> [Record extracts]

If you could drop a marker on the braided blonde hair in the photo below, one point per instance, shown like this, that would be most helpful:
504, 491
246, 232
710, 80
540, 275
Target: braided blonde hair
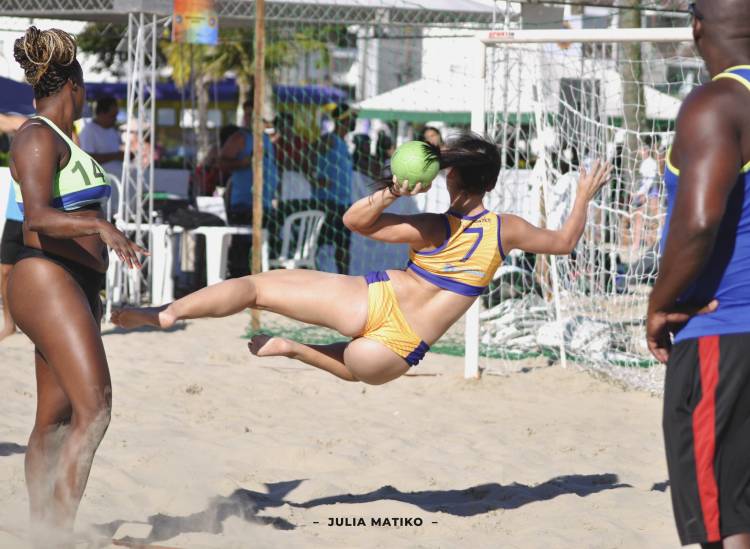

> [Short task] Reproduce the rows above word for word, including every line of text and every coordinate pair, but leave out the pictures.

> [Task solution]
If you could drop a marker on the braided blonde hair in the photo below, one point per instance, shown like this, that would be most helpful:
504, 491
246, 232
710, 80
540, 275
Target: braided blonde hair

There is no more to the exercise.